Die Qualität ist bei einem neuem boot schon echt schlecht.  Klebestellen gehen jetzt schon auf |kopfkrat
Mit kleber rumgesaut auf dem Boot, allgemein mit kleber nicht gesparrt,mehr eingestrichen und nichts abgeklebt. Usw usw . 
Also weiter suchen #6


----------



## maxum (3. Februar 2017)

*AW: Zoomstar rib schlauchboot*

Hallo, 

Ich würde mal nach Highfield Schlauchbooten kucken, da bekommst du das beste aus zwei Welten Hypalon als Schlauchmaterial und Aluminium als Bootskörper. Das alles jetzt auch De beim Händler und bezahlbar.


----------



## Fidde (3. Februar 2017)

*AW: Zoomstar rib schlauchboot*

Königsklasse #6

Mit einer Stufe darunter kann man aber auch schon für lange Zeit glücklich werden (Hypalon / GFK)


----------



## maxum (3. Februar 2017)

*AW: Zoomstar rib schlauchboot*

Hallo, 

ja klar ist das schon ein toller Materialmix. Ich denke das wenn es kleinere

Rempler gibt es bei Alu egal ist höchstens ein optischer Mangel.

Bei GFK man doch schnell reagieren sollte , aber auch nicht muss.

Ich hatte mal ein PVC Schlauchboot welches bei mir auseinanderfiel durch zuviel Sonne

konnte ich zukucken , allerdings wenn es vor Sonne geschützt stehen kann hält es zigmal länger.


----------

============

[ÜBUNGSAUFGABE A] Welche Materialien werden im Forumstext für Schlauch und Bootskörper der Highfield-Schlauchboote genannt?
[ÜBUNGSAUFGABE B] Schreib bitte aus dem Forumstext alles von "ja klar ist" bis hinunter zu "auch nicht muss." noch einmal ab und ändere dabei "Materialmix" in "Materialkombination".

============

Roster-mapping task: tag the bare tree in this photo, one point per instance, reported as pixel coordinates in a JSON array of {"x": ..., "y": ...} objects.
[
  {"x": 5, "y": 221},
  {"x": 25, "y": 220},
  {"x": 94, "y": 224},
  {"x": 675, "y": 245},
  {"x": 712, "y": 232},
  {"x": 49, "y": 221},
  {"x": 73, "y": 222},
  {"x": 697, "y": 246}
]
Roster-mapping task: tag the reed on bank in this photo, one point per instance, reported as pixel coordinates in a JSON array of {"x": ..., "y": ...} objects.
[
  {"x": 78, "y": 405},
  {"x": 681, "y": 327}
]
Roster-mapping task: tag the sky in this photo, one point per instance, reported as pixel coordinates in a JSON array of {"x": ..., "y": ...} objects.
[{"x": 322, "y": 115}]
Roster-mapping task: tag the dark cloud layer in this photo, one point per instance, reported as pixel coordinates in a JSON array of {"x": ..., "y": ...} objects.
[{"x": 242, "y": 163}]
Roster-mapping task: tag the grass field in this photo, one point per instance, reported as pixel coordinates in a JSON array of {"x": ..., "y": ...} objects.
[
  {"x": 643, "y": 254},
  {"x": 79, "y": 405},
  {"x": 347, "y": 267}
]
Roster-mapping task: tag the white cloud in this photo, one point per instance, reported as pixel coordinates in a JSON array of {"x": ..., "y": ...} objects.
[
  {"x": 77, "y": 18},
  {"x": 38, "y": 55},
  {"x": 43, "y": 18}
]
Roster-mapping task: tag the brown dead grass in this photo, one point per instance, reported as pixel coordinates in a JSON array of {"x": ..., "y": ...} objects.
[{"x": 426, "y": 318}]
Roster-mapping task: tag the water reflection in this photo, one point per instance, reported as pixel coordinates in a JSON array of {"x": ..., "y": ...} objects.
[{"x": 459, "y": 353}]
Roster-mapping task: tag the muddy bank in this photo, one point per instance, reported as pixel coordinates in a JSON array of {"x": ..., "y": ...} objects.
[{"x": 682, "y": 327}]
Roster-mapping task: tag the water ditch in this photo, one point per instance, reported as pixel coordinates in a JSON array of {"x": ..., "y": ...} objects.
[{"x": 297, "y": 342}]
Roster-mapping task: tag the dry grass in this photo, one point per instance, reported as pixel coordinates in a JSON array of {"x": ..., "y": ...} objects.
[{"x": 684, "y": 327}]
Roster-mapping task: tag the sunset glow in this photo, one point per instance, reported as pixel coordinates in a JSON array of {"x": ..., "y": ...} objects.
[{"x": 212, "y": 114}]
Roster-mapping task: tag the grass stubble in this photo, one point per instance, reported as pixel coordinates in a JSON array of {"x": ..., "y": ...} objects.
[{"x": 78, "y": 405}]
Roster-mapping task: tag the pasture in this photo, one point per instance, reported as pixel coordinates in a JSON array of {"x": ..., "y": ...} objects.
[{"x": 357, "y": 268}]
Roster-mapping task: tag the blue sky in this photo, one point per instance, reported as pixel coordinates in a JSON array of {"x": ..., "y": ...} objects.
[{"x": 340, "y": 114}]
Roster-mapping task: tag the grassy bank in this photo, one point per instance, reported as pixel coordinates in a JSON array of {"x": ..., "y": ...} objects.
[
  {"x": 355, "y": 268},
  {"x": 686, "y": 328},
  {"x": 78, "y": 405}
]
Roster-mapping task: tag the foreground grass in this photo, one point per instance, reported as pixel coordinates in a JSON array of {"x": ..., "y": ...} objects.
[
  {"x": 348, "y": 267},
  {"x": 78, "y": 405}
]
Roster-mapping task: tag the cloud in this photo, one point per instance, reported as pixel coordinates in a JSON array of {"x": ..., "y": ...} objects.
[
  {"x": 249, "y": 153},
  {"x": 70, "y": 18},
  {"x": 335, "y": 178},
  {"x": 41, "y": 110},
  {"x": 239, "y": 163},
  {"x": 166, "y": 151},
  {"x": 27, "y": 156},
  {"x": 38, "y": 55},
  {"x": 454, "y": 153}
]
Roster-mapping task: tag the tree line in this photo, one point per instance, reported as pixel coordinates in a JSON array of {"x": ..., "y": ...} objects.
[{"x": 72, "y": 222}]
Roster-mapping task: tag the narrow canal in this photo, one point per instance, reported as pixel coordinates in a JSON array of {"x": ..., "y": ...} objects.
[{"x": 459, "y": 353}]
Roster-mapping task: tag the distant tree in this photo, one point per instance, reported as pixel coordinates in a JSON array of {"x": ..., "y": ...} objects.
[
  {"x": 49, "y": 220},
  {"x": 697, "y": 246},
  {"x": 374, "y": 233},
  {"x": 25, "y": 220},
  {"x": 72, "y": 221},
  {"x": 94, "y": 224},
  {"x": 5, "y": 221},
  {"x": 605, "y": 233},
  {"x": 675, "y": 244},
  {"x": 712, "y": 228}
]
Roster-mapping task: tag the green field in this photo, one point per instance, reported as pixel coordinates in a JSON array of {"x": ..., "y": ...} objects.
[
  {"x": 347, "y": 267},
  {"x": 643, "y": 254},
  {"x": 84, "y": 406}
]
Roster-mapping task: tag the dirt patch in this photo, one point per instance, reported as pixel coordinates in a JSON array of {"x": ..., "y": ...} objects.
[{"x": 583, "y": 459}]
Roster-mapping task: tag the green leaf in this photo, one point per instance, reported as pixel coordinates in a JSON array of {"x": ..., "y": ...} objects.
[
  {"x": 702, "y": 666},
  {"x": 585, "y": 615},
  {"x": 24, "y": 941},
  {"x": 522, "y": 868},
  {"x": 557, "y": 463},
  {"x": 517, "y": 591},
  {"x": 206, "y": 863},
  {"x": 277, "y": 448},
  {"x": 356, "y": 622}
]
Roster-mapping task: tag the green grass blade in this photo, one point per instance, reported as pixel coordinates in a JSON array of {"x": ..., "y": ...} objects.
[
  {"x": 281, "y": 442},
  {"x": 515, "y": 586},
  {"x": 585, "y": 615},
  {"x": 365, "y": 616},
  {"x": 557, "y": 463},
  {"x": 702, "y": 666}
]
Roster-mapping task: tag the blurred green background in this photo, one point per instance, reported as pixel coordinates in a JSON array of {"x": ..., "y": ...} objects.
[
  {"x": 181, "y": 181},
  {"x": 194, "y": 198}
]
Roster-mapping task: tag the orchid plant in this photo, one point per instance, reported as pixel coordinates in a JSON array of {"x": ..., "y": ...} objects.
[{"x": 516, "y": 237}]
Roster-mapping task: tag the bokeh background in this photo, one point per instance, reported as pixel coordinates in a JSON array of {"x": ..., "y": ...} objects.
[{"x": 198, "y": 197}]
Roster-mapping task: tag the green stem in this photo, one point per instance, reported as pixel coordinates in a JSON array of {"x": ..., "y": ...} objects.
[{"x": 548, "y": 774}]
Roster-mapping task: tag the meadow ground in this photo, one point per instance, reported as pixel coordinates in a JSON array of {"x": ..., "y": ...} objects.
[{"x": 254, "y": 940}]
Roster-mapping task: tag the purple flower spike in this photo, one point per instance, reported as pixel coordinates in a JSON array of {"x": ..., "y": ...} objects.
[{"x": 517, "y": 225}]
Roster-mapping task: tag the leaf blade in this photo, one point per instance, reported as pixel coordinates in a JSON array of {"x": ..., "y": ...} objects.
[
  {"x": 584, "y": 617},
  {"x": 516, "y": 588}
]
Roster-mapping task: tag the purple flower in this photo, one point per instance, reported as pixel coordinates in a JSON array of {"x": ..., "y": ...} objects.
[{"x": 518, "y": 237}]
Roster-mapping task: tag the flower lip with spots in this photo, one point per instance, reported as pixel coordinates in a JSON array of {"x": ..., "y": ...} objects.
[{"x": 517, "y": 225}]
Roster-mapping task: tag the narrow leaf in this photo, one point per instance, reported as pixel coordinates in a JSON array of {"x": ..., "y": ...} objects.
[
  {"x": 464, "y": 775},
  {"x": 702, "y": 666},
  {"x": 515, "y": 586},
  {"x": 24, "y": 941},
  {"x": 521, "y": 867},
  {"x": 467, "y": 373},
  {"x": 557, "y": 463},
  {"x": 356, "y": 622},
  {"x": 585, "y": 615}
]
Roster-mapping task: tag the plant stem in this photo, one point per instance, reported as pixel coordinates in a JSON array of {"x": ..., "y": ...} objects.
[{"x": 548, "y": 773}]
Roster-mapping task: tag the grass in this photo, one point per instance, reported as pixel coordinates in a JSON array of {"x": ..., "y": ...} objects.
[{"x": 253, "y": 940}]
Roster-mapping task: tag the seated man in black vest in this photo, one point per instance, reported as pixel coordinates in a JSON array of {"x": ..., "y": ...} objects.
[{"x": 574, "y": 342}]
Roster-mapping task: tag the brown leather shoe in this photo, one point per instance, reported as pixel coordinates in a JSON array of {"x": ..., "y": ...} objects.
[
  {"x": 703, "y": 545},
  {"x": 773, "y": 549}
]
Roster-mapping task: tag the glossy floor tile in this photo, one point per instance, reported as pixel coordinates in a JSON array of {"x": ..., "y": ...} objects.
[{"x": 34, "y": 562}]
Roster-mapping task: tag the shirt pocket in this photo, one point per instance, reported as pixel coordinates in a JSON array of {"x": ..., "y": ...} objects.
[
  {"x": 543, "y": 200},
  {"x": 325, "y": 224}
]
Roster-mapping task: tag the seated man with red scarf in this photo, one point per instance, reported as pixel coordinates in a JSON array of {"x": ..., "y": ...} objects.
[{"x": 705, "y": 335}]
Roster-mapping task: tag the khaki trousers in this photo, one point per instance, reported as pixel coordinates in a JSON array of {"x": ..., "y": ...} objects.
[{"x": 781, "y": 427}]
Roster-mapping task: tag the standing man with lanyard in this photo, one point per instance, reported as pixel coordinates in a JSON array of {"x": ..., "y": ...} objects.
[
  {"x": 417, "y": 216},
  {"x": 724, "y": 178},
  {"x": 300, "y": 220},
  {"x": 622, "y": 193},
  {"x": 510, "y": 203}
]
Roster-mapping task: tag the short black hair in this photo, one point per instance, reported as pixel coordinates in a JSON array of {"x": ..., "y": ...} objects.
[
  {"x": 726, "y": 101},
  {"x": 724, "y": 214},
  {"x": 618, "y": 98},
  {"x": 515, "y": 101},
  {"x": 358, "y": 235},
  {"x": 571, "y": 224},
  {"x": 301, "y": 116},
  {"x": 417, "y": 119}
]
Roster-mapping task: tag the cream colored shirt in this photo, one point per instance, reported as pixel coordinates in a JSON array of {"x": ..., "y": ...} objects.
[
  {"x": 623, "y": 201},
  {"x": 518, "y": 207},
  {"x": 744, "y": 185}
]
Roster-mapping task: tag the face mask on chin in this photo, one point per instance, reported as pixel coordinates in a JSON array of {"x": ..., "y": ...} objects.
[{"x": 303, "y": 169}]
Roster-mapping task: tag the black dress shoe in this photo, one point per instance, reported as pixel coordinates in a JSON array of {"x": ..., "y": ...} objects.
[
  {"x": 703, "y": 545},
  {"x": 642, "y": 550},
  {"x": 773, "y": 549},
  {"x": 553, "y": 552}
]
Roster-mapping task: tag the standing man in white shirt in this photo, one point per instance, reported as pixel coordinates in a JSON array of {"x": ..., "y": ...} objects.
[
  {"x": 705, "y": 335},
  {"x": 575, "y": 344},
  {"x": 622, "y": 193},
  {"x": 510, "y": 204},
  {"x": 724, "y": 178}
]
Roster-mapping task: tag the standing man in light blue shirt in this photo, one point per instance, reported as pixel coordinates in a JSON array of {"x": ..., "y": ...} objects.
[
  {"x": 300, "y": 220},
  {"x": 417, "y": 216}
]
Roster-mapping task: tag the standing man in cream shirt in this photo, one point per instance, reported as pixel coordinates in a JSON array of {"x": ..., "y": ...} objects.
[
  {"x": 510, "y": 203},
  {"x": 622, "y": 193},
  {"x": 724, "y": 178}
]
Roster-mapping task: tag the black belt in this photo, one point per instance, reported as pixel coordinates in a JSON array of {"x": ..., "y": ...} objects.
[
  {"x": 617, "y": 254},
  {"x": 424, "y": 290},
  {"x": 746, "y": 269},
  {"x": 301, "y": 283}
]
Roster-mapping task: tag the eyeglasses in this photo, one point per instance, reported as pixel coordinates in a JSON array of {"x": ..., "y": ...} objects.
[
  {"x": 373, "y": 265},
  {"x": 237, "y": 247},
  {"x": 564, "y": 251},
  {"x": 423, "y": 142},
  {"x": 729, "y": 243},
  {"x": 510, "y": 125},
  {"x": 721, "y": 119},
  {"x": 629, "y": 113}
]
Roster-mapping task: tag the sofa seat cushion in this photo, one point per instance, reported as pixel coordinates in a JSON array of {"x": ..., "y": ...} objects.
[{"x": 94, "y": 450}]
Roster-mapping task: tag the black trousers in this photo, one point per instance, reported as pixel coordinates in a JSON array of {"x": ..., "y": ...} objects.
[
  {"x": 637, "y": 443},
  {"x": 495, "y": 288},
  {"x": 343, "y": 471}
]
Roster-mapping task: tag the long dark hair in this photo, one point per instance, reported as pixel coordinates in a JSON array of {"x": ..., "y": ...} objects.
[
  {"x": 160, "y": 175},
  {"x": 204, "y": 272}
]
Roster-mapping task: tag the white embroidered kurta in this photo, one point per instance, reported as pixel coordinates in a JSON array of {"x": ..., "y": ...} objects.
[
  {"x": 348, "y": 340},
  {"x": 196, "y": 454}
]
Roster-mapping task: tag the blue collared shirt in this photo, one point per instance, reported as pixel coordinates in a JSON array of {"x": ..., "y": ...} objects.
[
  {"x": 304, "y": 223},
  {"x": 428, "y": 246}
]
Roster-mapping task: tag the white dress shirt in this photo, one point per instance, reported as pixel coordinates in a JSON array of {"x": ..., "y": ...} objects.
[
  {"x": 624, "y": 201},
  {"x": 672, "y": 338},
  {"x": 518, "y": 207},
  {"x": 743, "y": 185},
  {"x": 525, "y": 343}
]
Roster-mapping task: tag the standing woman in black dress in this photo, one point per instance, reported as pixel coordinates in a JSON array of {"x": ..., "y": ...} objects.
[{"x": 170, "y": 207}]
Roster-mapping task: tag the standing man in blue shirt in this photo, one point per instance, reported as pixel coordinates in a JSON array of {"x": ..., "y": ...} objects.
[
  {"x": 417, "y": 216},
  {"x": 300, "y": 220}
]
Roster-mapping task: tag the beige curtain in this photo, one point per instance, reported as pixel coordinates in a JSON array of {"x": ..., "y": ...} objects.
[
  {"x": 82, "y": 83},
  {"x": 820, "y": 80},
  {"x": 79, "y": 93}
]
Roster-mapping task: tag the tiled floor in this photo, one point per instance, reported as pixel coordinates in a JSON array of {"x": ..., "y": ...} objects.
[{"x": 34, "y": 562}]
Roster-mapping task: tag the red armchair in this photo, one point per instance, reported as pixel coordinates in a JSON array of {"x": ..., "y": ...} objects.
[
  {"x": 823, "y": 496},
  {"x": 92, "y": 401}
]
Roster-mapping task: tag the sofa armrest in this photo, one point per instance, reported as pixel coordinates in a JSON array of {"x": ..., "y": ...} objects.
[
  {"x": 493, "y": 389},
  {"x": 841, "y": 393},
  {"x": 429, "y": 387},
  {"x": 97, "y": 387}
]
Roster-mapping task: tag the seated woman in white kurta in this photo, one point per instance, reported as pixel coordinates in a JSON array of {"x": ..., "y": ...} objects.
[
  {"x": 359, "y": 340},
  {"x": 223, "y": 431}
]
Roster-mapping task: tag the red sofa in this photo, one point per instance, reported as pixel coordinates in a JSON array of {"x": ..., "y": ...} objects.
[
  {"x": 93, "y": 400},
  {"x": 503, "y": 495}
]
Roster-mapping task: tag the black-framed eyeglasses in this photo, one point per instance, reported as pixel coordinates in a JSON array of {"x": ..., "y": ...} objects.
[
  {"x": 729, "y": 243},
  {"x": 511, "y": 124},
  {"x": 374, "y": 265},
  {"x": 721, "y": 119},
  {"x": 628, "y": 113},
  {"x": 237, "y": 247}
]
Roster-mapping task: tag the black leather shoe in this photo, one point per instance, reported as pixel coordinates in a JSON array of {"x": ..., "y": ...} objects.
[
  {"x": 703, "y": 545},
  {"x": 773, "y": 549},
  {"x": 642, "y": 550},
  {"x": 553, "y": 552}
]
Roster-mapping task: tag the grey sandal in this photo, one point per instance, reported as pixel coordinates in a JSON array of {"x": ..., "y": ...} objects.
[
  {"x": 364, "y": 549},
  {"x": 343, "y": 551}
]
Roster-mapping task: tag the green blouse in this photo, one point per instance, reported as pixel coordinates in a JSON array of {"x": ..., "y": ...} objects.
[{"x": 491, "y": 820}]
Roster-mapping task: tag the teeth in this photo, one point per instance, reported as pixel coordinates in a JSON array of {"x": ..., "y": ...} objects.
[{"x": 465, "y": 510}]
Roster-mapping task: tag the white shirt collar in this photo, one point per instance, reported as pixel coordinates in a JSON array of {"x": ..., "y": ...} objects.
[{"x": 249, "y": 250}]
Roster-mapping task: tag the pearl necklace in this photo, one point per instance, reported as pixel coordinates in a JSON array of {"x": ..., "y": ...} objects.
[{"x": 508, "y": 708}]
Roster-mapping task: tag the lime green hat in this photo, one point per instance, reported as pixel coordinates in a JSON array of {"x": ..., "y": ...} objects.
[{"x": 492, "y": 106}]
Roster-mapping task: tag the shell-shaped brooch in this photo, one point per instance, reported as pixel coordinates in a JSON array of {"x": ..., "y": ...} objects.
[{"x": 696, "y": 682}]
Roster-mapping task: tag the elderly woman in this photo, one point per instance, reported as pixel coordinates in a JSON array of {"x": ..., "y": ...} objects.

============

[VOLLSTÄNDIGE ANTWORT A] Hypalon als Schlauchmaterial und Aluminium als Bootskörper.

[VOLLSTÄNDIGE ANTWORT B]
ja klar ist das schon ein toller Materialkombination. Ich denke das wenn es kleinere

Rempler gibt es bei Alu egal ist höchstens ein optischer Mangel.

Bei GFK man doch schnell reagieren sollte , aber auch nicht muss.